▶ [EXERCISE DIRECTIONS]:
Read the data, and whenever a line holds the word "tree", report that line.

───── SOURCE MATERIAL ─────

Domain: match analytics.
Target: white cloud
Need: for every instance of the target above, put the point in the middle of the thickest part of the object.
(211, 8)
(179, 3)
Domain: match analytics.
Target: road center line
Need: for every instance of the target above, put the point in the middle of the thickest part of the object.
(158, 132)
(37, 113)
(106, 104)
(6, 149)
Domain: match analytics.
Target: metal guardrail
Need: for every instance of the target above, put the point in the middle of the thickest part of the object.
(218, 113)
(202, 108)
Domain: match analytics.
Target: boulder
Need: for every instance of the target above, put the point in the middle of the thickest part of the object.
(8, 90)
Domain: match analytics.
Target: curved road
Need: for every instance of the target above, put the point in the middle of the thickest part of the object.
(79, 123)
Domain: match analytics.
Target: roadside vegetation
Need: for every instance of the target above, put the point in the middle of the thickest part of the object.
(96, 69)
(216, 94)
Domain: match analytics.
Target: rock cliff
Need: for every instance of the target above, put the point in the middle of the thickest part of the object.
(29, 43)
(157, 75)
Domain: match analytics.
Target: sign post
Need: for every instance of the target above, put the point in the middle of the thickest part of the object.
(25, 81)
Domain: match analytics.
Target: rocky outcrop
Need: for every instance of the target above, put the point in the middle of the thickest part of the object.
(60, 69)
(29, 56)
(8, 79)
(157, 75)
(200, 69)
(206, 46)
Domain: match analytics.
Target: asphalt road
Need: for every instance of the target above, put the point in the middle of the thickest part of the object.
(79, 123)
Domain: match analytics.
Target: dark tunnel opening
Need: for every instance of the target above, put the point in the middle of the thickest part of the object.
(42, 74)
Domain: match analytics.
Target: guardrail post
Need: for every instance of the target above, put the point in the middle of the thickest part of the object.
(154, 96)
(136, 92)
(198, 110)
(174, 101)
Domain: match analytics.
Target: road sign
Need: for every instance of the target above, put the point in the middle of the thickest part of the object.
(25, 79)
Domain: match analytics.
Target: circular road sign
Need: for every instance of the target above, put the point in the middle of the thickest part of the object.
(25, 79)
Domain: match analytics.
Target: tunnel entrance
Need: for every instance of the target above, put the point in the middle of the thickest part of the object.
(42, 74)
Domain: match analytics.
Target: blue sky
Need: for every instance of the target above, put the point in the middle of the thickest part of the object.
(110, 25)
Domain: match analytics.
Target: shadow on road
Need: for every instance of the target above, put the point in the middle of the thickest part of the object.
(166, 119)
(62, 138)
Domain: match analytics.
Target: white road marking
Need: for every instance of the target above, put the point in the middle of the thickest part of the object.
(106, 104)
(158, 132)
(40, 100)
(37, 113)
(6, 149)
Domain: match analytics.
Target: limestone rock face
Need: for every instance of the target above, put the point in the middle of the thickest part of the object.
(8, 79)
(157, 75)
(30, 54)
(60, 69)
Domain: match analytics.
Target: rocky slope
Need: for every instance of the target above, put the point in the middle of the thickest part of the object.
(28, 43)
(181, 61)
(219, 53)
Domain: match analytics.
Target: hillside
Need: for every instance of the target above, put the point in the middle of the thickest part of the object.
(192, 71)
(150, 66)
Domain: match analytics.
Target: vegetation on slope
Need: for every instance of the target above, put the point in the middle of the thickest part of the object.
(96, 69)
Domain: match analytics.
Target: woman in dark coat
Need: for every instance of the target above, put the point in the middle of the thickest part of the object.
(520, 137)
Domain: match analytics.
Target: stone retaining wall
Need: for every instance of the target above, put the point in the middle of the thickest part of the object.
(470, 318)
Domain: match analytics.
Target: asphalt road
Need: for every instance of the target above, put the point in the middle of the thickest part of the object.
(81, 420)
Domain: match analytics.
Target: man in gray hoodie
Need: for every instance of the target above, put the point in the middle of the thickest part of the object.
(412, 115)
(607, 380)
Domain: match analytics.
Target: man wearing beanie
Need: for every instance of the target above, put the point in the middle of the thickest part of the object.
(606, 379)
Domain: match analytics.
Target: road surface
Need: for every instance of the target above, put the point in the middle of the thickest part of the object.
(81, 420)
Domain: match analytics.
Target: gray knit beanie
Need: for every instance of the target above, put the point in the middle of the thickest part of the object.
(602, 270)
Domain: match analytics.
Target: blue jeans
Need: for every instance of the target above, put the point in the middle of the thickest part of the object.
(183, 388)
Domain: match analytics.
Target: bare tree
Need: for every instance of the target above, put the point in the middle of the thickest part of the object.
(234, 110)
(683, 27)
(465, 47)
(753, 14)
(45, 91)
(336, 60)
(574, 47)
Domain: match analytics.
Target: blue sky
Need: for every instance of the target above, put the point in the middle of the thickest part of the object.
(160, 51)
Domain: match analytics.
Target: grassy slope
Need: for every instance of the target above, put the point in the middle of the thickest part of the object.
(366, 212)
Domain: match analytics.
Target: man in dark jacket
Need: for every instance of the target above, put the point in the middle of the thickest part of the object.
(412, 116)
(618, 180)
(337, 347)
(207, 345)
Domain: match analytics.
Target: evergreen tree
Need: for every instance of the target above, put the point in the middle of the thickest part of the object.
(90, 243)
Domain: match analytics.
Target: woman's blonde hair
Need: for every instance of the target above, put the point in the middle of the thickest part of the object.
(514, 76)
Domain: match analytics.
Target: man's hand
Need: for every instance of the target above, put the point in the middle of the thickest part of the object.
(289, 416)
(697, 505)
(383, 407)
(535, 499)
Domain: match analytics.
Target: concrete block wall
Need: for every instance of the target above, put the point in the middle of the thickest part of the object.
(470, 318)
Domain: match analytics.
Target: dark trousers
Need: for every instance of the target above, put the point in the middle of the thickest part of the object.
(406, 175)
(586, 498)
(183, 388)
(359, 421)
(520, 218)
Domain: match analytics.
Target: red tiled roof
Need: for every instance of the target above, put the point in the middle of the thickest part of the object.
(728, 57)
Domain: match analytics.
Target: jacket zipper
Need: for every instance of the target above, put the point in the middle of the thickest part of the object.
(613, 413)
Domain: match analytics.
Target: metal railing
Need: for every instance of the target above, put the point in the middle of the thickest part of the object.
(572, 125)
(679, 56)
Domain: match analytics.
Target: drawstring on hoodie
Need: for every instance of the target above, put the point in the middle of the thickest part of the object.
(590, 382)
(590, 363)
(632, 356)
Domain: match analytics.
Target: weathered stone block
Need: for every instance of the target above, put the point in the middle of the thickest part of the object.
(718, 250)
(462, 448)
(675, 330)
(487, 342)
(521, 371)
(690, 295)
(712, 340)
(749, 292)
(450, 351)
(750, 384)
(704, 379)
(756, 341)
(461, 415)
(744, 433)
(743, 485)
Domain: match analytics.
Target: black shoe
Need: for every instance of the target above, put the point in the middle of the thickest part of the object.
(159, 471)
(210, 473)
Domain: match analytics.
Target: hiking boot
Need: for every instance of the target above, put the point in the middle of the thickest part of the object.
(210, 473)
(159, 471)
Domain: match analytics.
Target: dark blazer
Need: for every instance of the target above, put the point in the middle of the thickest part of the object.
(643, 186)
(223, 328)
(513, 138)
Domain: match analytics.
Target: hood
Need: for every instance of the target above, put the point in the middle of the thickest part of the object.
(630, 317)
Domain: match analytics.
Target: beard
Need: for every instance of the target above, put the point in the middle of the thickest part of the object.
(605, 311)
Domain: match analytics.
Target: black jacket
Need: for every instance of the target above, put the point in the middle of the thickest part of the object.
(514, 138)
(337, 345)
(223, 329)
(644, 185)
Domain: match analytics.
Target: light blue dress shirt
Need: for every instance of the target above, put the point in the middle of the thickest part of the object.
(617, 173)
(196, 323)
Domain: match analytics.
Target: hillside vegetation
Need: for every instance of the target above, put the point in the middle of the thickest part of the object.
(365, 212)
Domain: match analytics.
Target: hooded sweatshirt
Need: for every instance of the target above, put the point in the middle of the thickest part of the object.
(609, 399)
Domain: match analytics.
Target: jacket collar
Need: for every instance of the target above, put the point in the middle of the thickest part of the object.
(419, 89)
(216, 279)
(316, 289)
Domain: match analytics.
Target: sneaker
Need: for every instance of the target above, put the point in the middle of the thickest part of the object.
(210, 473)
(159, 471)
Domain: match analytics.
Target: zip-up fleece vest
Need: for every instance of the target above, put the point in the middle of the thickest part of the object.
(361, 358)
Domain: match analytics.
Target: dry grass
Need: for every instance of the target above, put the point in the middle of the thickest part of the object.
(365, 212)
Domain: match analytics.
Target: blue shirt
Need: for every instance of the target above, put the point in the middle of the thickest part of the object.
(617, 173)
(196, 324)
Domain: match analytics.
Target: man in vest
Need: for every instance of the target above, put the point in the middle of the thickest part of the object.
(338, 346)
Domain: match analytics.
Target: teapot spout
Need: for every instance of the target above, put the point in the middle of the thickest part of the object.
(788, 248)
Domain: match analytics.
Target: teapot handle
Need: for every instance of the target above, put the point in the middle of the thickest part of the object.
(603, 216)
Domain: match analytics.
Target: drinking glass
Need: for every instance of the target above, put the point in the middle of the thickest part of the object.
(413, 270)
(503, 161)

─────

▶ [RESPONSE FOR THIS EXERCISE]:
Target: bare tree
Target: evergreen tree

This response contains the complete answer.